**** TASK DATA

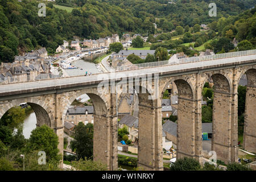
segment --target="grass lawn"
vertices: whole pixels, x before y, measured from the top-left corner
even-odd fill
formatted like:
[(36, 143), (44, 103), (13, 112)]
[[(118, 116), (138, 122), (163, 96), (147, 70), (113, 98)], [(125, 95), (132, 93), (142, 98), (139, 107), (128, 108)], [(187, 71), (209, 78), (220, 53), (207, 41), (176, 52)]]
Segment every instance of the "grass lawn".
[(213, 41), (213, 39), (210, 39), (208, 41), (207, 41), (207, 42), (205, 42), (204, 44), (203, 44), (202, 45), (201, 45), (199, 47), (194, 47), (194, 49), (196, 49), (196, 51), (204, 51), (205, 48), (204, 48), (204, 44), (205, 43), (210, 43), (212, 41)]
[(181, 45), (183, 45), (185, 46), (189, 46), (189, 44), (192, 44), (192, 46), (194, 46), (195, 42), (188, 43), (184, 43), (184, 44), (182, 44)]
[(102, 60), (104, 58), (106, 57), (106, 56), (109, 56), (110, 55), (111, 55), (111, 53), (107, 53), (106, 55), (103, 55), (102, 56), (100, 56), (97, 59), (96, 59), (95, 60), (94, 60), (93, 62), (95, 64), (98, 64), (98, 63), (101, 62)]
[(56, 8), (57, 8), (57, 9), (59, 9), (61, 10), (66, 10), (68, 13), (71, 13), (71, 11), (72, 11), (72, 10), (74, 9), (73, 7), (72, 7), (60, 6), (60, 5), (53, 5), (53, 6)]
[(143, 47), (142, 48), (130, 47), (128, 48), (129, 50), (150, 50), (150, 47)]
[(118, 157), (123, 157), (123, 158), (128, 158), (128, 159), (138, 159), (137, 158), (134, 158), (134, 157), (130, 157), (129, 156), (126, 156), (123, 155), (118, 154)]

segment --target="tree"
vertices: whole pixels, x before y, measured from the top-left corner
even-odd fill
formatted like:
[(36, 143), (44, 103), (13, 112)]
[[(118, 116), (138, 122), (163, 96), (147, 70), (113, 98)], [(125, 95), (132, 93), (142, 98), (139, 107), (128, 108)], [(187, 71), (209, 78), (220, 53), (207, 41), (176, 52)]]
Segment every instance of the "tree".
[(106, 171), (108, 167), (106, 164), (100, 162), (80, 159), (79, 161), (73, 161), (72, 167), (76, 169), (81, 171)]
[(195, 33), (195, 32), (198, 32), (200, 31), (200, 26), (198, 24), (196, 24), (193, 27), (193, 31)]
[(47, 160), (59, 160), (59, 138), (53, 130), (46, 125), (36, 127), (31, 131), (28, 143), (30, 150), (42, 150), (46, 152)]
[(157, 60), (158, 60), (158, 57), (159, 61), (167, 60), (168, 59), (168, 51), (166, 48), (159, 47), (155, 49), (155, 57)]
[(79, 159), (90, 158), (93, 155), (93, 125), (79, 122), (75, 128), (71, 147), (73, 151), (76, 151)]
[(181, 26), (177, 26), (176, 27), (175, 31), (177, 32), (178, 35), (182, 35), (184, 34), (184, 28)]
[(0, 60), (3, 62), (12, 62), (14, 59), (14, 52), (9, 47), (0, 46)]
[(215, 53), (219, 52), (222, 49), (225, 52), (228, 52), (229, 50), (233, 49), (234, 45), (230, 42), (230, 40), (226, 38), (221, 37), (218, 40), (214, 40), (211, 43), (213, 47)]
[(247, 40), (240, 42), (237, 44), (237, 47), (238, 47), (240, 51), (250, 50), (254, 48), (253, 44)]
[(131, 45), (133, 47), (141, 48), (143, 47), (144, 41), (140, 36), (137, 36), (136, 38), (132, 41)]
[(188, 25), (187, 25), (185, 27), (185, 28), (184, 28), (184, 31), (185, 32), (189, 32), (189, 26)]
[(20, 106), (15, 106), (3, 114), (0, 119), (0, 125), (8, 126), (13, 131), (14, 128), (22, 127), (25, 118), (25, 109), (22, 109)]
[(139, 57), (139, 56), (132, 53), (127, 56), (127, 59), (129, 60), (131, 63), (136, 64), (137, 62), (140, 60), (141, 59), (141, 57)]
[(119, 42), (115, 42), (109, 44), (109, 51), (115, 53), (123, 49), (123, 45)]
[(232, 163), (228, 164), (226, 171), (251, 171), (251, 169), (246, 166), (237, 163)]
[(154, 62), (156, 60), (155, 58), (155, 56), (153, 55), (151, 55), (148, 53), (147, 57), (145, 59), (145, 63), (150, 63), (150, 62)]
[(128, 135), (129, 134), (129, 133), (128, 131), (127, 127), (124, 126), (122, 129), (118, 129), (118, 140), (120, 141), (123, 138), (123, 136)]
[(246, 96), (246, 86), (239, 85), (237, 89), (238, 92), (238, 115), (241, 115), (245, 113), (245, 98)]
[(171, 171), (197, 171), (200, 168), (200, 164), (197, 160), (185, 157), (177, 159), (171, 167)]

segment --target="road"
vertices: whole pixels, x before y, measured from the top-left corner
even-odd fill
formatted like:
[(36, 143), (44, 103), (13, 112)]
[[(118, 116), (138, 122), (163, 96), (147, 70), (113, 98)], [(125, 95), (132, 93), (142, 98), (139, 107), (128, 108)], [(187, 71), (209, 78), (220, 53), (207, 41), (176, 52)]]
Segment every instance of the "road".
[(101, 60), (101, 64), (103, 65), (105, 69), (106, 70), (106, 72), (110, 72), (110, 70), (111, 70), (111, 67), (110, 67), (110, 65), (108, 63), (108, 59), (109, 59), (109, 56), (110, 56), (110, 55), (109, 55), (109, 56), (104, 57)]
[[(208, 60), (183, 64), (169, 65), (157, 68), (148, 68), (138, 70), (129, 70), (116, 73), (103, 73), (94, 74), (88, 76), (76, 76), (65, 78), (57, 78), (40, 81), (29, 81), (2, 85), (0, 93), (30, 90), (32, 89), (67, 86), (69, 84), (92, 82), (109, 80), (110, 78), (121, 79), (125, 77), (144, 76), (146, 75), (159, 74), (159, 73), (170, 72), (171, 71), (184, 72), (193, 69), (199, 69), (207, 66), (220, 67), (224, 64), (242, 63), (246, 60), (254, 60), (256, 55), (243, 56), (236, 57), (229, 57), (214, 60)], [(185, 73), (184, 73), (185, 74)]]
[[(138, 155), (129, 154), (127, 154), (127, 153), (125, 153), (125, 152), (122, 152), (121, 151), (118, 151), (118, 154), (120, 154), (120, 155), (126, 155), (126, 156), (127, 156), (129, 157), (138, 158)], [(163, 162), (164, 163), (170, 163), (170, 160), (163, 160)]]

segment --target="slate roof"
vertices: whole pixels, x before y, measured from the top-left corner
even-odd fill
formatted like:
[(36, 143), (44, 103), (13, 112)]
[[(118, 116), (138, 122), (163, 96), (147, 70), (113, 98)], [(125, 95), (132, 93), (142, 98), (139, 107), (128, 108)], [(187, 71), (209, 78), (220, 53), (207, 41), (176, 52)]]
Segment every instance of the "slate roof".
[(161, 101), (161, 103), (162, 111), (172, 111), (172, 108), (171, 106), (171, 100), (170, 99), (163, 99)]
[(68, 130), (69, 130), (69, 129), (72, 129), (72, 127), (74, 127), (75, 125), (71, 122), (65, 121), (64, 122), (64, 127), (66, 129), (67, 129)]
[(167, 120), (163, 125), (163, 130), (172, 135), (177, 136), (177, 123), (170, 120)]
[(147, 54), (154, 55), (155, 50), (121, 50), (118, 53), (114, 53), (114, 55), (117, 56), (129, 56), (133, 53), (137, 56), (145, 56)]
[(178, 98), (177, 98), (177, 97), (178, 97), (177, 95), (171, 96), (171, 103), (172, 103), (172, 105), (178, 104)]
[(130, 114), (125, 115), (119, 122), (120, 125), (125, 124), (130, 127), (134, 126), (135, 128), (139, 127), (139, 119)]
[(87, 106), (84, 107), (71, 107), (68, 109), (67, 114), (69, 114), (69, 115), (85, 114), (86, 110), (88, 111), (88, 114), (93, 114), (93, 106)]
[(202, 131), (203, 133), (212, 133), (212, 123), (202, 123)]

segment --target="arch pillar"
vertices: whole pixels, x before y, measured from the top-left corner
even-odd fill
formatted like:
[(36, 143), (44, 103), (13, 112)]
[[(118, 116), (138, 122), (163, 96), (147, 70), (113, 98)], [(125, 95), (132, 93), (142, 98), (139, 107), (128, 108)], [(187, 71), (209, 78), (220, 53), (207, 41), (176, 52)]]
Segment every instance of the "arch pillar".
[(161, 113), (160, 105), (139, 104), (139, 169), (163, 170)]

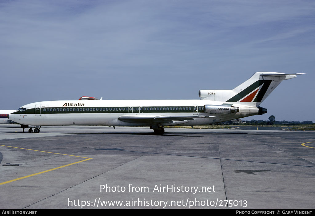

********

_WHAT THE TASK ASKS_. Locate every line in the entries above that contains the string "road", and copy each such line. Case counts.

_SOLUTION_.
segment --target="road"
Segment every instance of the "road".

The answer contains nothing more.